#### SOURCE EXTRACT

On or about 14 December 2016, Mr Watt and the other proprietors of the individual pharmacies within the Watt Group agreed to participate in the franchising structure executed the franchise agreements to give it effect (the Franchise Agreements).
The Franchise Agreements contained a schedule that provided for the franchise fees that were to be payable by the franchisees. The Respondents knew at relevant times that those fees were not affordable or financially sustainable for the individual pharmacies and that their participation in the franchising structure would not result in financial benefit to those pharmacies unless there was a substantial reduction in those fees.
From about June 2017, Mr Watt made requests to the respondents to reduce the fees payable by the franchisees, to make good the representations that this would occur by that time and that the individual pharmacies would achieve the promised benefits.
Mr Watt, on behalf of all of the Applicants, requested that the respondents cooperate in dismantling the franchising structure to reinstate the status quo as it had existed prior to them entering into it.
The Respondents did not:
- Dismantle the franchising structure;
- Agree to make any reduction in fees payable under the franchise agreements;
- Provide the promised working capital of $2.08 million;
- Raise any of the amounts of money that the First and Second Respondents represented could or would be raised;
- Obtain any growth in the number of franchisees; and
- Deliver any profit or net financial benefit to any of the applicants as franchisees or otherwise within the franchising structure.
The Applicants based their claims upon the Respondent’s contraventions of ss 18 and 21 of the Australian Consumer Law (ACL), s 51ACB of the Competition and Consumer Act 2010 (CCA) and the Competition and Consumer (Industry Codes – Franchising) Regulation 2014 (the Code).
Rares J found that the Representations were:
- Misleading and deceptive in accordance with ss 18 and 21 ACL; and
- Constituted unfair tactics and unconscionable conduct in accordance with ss 22(1)(g) and 22(2)(g) ACL.
He held that SPG had not complied with the Code because it had not:
- Created or provided a disclosure document (until 18 July 2017) (cl 8);
- Given a copy of any disclosure document or the Code to any of the Applicants before they executed the franchise agreement and it did not provide any information to them as required by cl 9 of the Code; and
- Received from any of the Applicants a signed statement as required by cl 10 of the Code.
Accordingly, the Fourth Respondent was in breach of s 51ACB of the CCA.
The Franchise Agreements were declared void and the Third Respondent was ordered to do all things necessary on its part to be done to:
- Assign to Mr Watt the ownership, including sole administrator rights, of the website ‘bushchemist.com.au’; and
- Place the first applicant in the position of the registered owner of the business name ‘Bush Chemist’.
There be a judgment against each of the respondents for damages to be assessed.
The key takeaway from this matter is that, by:
- Making representations as to future matters on unreasonable grounds;
- Failing to make good earlier representations;
- Making fees that are not affordable or financially sustainable for franchisees; or
- Making representations to a potential franchiser to invest and participate in franchising structure and influence other potential franchisers, franchisors risk having their agreements being voided.

########
#### GIVEN INFORMATION

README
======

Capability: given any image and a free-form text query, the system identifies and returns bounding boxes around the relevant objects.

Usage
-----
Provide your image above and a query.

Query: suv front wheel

########

=== QUESTIONS ===
a) In the franchise case summary, what amount of promised working capital did the Respondents not provide?
b) From the franchise case summary, extract the passage that opens with the words containing "He held that" and closes with "of the Code.".

=== SOLUTIONS FOR EACH TASK ===
a) $2.08 million.

b)
He held that SPG had not complied with the Code because it had not:
- Created or provided a disclosure document (until 18 July 2017) (cl 8);
- Given a copy of any disclosure document or the Code to any of the Applicants before they executed the franchise agreement and it did not provide any information to them as required by cl 9 of the Code; and
- Received from any of the Applicants a signed statement as required by cl 10 of the Code.